--- YOUR ASSIGNMENT ---
Below are entries; copy exactly the lines from the one with "Query: bare foot" through the one with "Locate the man in yellow", both included, and leave out the rest.

--- RECORDS PROVIDED ---
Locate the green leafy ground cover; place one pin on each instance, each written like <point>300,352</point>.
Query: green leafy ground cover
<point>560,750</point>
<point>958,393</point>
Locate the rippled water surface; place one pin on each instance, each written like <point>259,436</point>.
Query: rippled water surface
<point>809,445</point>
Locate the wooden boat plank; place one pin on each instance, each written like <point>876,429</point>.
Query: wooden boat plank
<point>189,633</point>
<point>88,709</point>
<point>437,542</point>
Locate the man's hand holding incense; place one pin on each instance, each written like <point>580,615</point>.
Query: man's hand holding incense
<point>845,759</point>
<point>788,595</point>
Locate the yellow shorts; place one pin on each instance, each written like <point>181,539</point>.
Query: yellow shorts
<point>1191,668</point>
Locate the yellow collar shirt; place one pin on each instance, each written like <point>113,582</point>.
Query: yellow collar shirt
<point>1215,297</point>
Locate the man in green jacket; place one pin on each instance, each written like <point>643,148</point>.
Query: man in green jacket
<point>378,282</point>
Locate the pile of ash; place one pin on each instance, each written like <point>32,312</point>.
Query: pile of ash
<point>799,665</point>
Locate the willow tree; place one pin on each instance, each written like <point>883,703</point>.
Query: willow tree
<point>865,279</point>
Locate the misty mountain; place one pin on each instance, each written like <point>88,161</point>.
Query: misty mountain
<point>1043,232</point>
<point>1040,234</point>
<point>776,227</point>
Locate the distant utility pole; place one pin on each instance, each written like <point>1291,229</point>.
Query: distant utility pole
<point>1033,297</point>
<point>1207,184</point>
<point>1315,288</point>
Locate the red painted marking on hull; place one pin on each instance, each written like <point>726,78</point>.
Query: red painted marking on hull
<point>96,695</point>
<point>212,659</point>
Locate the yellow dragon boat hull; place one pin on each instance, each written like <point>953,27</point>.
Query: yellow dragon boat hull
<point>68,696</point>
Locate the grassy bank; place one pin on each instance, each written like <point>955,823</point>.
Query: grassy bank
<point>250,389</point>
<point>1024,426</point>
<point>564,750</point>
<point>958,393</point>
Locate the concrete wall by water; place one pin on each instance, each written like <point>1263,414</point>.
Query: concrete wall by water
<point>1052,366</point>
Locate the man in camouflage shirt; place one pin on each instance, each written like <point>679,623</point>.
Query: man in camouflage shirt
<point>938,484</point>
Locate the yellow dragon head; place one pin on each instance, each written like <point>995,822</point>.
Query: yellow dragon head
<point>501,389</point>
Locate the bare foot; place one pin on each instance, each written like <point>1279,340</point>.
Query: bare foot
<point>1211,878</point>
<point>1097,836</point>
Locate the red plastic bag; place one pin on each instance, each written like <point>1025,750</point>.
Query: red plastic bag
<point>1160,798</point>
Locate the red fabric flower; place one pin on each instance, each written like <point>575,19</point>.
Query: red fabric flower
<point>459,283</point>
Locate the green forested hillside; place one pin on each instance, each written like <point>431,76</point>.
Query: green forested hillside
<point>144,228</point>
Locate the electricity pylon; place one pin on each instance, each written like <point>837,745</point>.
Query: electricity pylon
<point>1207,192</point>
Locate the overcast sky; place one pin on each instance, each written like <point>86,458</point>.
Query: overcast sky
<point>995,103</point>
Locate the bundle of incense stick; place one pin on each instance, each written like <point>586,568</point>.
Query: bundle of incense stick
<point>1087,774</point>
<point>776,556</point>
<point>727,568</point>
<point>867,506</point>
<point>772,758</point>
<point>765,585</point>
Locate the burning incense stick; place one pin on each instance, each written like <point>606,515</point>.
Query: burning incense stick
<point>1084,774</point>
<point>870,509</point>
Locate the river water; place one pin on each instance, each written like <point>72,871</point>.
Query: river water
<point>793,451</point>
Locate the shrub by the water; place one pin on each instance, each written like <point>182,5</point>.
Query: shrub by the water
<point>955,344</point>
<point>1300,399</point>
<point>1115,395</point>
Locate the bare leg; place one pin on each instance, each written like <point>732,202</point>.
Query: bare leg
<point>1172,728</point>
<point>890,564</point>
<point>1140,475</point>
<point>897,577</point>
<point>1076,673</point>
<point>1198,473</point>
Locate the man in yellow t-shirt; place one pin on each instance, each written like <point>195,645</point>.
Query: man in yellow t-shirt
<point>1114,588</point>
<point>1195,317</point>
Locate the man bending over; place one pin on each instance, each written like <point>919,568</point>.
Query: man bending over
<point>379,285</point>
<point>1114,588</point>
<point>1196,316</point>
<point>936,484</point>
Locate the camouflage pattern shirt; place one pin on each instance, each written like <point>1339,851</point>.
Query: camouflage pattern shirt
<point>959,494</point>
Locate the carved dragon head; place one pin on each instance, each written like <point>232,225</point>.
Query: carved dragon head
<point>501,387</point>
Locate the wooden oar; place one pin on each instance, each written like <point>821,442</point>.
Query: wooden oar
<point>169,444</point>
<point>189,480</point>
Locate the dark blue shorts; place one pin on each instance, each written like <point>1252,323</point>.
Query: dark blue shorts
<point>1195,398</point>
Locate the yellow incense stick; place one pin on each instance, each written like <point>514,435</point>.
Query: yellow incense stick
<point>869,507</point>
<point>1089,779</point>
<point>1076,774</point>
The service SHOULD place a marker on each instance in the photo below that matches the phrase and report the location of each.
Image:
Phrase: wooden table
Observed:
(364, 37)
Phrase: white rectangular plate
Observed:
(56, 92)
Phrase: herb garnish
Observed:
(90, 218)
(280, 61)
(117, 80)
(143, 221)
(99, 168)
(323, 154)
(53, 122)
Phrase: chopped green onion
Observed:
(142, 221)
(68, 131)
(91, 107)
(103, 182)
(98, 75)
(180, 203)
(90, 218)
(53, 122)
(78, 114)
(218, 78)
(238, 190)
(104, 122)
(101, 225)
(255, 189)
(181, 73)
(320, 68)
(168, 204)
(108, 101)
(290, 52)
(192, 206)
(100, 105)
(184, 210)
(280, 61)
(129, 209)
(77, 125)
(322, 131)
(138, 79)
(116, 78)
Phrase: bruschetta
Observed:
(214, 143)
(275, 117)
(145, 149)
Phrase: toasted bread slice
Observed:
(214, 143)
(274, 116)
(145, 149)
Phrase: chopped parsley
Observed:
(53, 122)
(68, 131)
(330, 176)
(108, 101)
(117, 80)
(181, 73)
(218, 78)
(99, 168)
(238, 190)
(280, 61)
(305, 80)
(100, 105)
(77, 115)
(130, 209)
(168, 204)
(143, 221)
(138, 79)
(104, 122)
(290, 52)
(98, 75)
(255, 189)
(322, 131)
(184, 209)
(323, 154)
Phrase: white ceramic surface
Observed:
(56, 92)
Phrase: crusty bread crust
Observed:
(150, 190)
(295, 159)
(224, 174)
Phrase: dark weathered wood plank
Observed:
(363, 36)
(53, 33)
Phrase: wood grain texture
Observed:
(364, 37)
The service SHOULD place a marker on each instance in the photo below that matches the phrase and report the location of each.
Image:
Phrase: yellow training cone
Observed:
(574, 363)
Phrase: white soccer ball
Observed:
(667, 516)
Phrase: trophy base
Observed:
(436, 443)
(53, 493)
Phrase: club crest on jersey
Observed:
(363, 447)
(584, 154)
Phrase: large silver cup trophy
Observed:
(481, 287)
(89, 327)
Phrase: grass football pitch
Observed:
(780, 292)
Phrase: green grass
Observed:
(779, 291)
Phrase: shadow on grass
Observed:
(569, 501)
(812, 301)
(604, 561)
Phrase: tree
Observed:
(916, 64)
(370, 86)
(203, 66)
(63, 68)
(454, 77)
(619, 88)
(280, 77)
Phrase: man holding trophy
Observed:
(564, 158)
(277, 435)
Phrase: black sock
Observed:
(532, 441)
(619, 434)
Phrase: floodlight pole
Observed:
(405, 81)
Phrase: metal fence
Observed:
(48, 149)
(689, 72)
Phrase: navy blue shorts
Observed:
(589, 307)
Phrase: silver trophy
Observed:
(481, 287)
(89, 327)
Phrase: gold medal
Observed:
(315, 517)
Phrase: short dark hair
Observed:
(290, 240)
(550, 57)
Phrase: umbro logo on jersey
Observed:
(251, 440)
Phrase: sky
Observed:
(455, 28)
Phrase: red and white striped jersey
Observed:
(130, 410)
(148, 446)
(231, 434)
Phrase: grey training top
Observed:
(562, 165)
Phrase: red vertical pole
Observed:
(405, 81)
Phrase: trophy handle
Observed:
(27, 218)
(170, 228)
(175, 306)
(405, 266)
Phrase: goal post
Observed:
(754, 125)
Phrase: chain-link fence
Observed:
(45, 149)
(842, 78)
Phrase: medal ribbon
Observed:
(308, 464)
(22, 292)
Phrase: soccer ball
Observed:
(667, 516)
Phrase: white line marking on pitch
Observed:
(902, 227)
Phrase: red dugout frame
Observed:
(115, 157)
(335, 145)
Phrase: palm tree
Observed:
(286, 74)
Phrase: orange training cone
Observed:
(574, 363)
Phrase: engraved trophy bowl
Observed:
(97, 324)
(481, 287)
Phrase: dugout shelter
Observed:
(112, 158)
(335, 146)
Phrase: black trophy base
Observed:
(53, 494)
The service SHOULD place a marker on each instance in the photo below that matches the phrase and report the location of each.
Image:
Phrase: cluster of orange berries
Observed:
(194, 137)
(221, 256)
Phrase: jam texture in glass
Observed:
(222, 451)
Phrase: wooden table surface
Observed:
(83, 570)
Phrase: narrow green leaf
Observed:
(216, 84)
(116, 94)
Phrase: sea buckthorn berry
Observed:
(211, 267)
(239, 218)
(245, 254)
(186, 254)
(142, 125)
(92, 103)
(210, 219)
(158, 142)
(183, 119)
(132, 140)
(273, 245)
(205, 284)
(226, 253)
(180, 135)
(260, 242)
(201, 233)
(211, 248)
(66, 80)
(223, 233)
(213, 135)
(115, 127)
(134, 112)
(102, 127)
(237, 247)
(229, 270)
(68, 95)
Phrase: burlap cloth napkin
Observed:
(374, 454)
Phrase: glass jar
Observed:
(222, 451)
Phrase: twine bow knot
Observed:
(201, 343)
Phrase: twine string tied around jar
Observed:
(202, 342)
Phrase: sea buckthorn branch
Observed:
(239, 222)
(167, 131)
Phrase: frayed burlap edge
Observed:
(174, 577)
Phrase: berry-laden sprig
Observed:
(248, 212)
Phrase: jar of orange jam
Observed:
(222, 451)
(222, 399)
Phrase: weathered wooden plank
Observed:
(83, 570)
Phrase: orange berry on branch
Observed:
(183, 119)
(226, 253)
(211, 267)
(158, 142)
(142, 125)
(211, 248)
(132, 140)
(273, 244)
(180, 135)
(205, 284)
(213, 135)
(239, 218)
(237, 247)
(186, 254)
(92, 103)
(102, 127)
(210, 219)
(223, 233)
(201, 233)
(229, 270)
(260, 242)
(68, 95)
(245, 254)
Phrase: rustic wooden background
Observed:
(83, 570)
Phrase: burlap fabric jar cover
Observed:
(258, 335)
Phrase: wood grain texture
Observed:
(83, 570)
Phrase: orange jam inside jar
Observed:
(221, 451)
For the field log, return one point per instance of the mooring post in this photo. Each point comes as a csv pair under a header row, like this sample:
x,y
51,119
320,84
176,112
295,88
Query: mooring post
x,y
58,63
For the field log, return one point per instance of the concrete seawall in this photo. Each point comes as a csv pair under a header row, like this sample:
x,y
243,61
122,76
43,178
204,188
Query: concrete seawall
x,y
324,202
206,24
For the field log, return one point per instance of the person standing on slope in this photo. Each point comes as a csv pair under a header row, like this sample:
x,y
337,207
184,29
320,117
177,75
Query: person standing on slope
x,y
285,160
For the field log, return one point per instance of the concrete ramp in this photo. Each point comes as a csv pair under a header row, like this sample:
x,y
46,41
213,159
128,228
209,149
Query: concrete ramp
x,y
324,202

--- EXERCISE RESULT ---
Query: bare foot
<point>1211,878</point>
<point>1097,836</point>
Locate the red plastic bag; place one pin on each instance, each written like <point>1025,750</point>.
Query: red plastic bag
<point>1160,798</point>
Locate the red fabric flower; place one pin on each instance, each written like <point>575,19</point>.
Query: red fabric flower
<point>459,283</point>
Locate the green forested hillside; place one pin on each instance, each written like <point>431,76</point>.
Query: green forested hillside
<point>144,228</point>
Locate the electricity pylon; place one pin on each instance, each written like <point>837,745</point>.
Query: electricity pylon
<point>1207,192</point>
Locate the overcast sky; place one pin on each instance, each written like <point>86,458</point>.
Query: overcast sky
<point>995,103</point>
Locate the bundle of incense stick; place one pin on each instance, each written like <point>586,568</point>.
Query: bundle of incense stick
<point>1087,774</point>
<point>776,556</point>
<point>727,568</point>
<point>867,506</point>
<point>772,758</point>
<point>765,585</point>
Locate the burning incense stick; place one pin on each instance, each written like <point>606,515</point>.
Query: burning incense stick
<point>1084,774</point>
<point>870,509</point>
Locate the river water; place one pin on each instance, each written like <point>72,871</point>.
Query: river water
<point>793,451</point>
Locate the shrub by the water; place one pin on each instance, each written like <point>182,5</point>.
Query: shrub by the water
<point>955,344</point>
<point>1300,399</point>
<point>1115,395</point>
Locate the bare leg; place one pin on each instance, each written like <point>732,202</point>.
Query: bare leg
<point>1172,728</point>
<point>890,564</point>
<point>1140,475</point>
<point>897,577</point>
<point>1076,673</point>
<point>1198,473</point>
Locate the man in yellow t-shirt; place one pin on each instance, each written like <point>195,645</point>.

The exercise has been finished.